→ **SELECTED PASSAGE**:
#####
Finally, we could complete our building plans, which meant we could have a temporary power pole installed. Electricity made it ever so much easier to build, though the only power tools we had were a drill and a couple of circular saws. Nonetheless, progress was slow with two novices working on our first significant building project, learning as we went.

As the nights turned colder, we used a space heater to keep relatively warm, but with no door, much of the heat escaped. December’s bitter cold found us huddled over the heater more often than pounding nails.

Finally, it became too much. At 1:00 pm on December 20th, when the temperature dipped to five degrees and was heading lower and our water containers and canned goods were frozen solid, we faced the inevitable and moved into a one-bedroom apartment in town until warmer weather descended.

The state of things when the weather got the better of us.
#####
→ **JOBS**:
**a)** Using the passage about building through the winter, decide whether each statement agrees with it: (i) the only power tools on hand were a drill and a couple of circular saws; (ii) the space heater kept the heat in well; (iii) the move was into a two-bedroom apartment. Answer yes or no for each and quote the words that decide it.
**b)** Summarize the passage about building through the winter in two sentences.
**c)** From the passage about building through the winter, translate this sentence into Spanish: "Electricity made it ever so much easier to build, though the only power tools we had were a drill and a couple of circular saws."

→ **ENTRIES**:
#####
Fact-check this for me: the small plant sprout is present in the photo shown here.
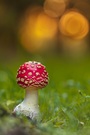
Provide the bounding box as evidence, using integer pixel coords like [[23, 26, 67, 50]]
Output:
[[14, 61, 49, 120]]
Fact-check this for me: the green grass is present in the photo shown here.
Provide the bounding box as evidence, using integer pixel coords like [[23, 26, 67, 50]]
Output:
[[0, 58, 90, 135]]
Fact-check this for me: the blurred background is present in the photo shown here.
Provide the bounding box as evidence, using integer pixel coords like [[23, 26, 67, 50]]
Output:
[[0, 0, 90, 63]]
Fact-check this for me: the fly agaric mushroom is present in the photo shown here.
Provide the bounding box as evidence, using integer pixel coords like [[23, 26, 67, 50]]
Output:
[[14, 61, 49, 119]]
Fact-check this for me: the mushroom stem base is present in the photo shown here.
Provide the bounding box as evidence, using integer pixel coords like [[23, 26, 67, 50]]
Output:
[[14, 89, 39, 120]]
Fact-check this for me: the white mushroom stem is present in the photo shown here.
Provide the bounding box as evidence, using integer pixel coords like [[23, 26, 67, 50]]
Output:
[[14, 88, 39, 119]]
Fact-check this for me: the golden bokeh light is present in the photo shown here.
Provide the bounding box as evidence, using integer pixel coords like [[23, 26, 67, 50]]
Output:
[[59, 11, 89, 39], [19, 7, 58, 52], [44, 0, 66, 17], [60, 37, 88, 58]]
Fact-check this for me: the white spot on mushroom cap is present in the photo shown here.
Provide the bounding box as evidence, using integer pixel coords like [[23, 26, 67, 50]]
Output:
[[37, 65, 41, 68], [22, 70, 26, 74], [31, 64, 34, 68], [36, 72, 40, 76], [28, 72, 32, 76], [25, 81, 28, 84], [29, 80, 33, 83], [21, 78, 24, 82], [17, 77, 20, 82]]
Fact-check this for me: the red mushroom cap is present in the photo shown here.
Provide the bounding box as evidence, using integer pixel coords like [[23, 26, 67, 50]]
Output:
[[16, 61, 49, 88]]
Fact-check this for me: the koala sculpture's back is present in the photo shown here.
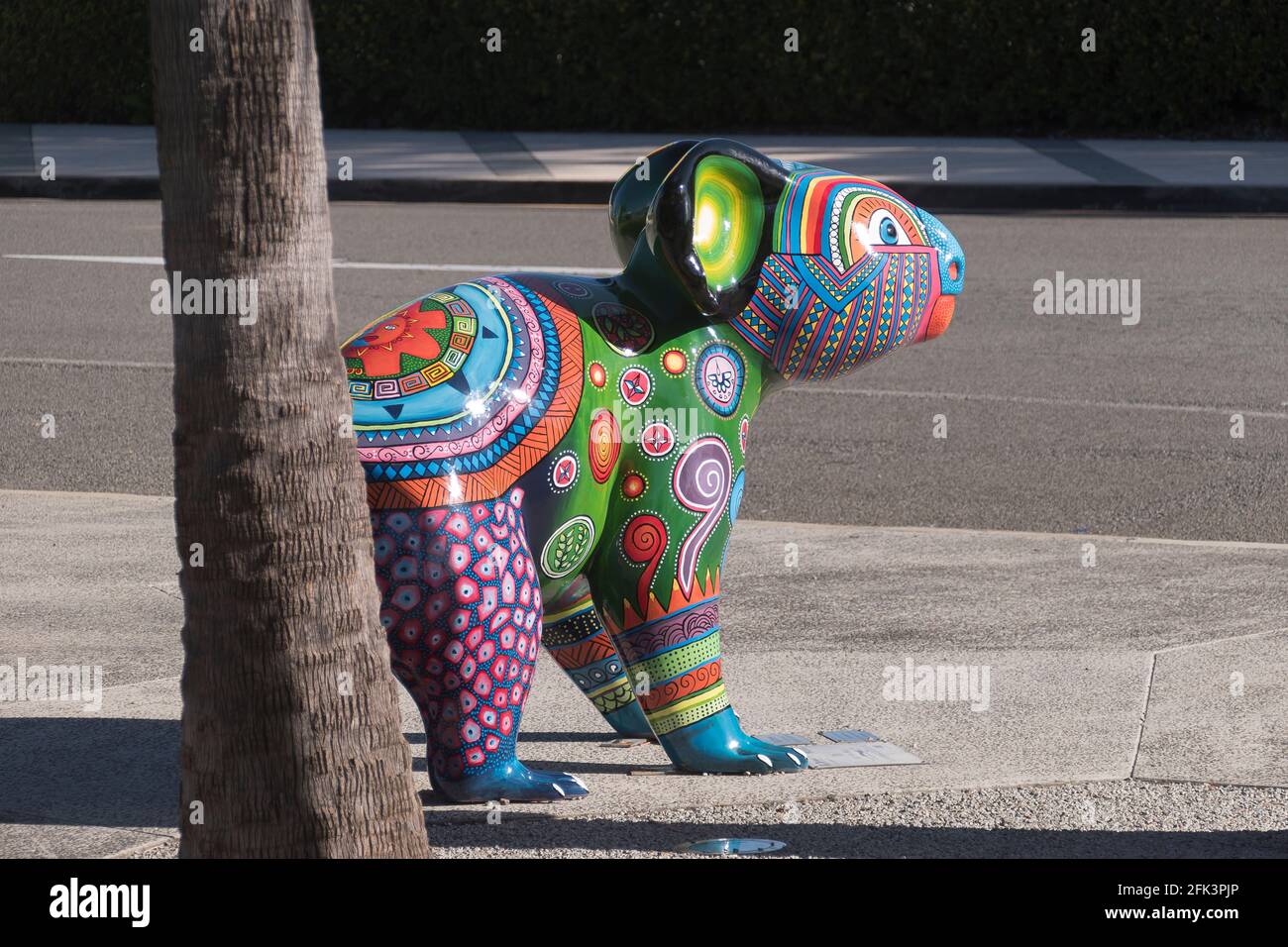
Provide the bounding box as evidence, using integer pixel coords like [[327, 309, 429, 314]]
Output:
#####
→ **RESPONSE LIST**:
**a)**
(i) Yes: "the only power tools we had were a drill and a couple of circular saws."
(ii) No: "with no door, much of the heat escaped."
(iii) No: "moved into a one-bedroom apartment in town."

**b)** Once the building plans were complete, a temporary power pole made the work easier, but progress was slow for two novices with few power tools. As December turned bitterly cold and a space heater couldn't keep them warm without a door, they moved into a one-bedroom apartment in town on December 20th until warmer weather came.

**c)** La electricidad hizo que construir fuera muchísimo más fácil, aunque las únicas herramientas eléctricas que teníamos eran un taladro y un par de sierras circulares.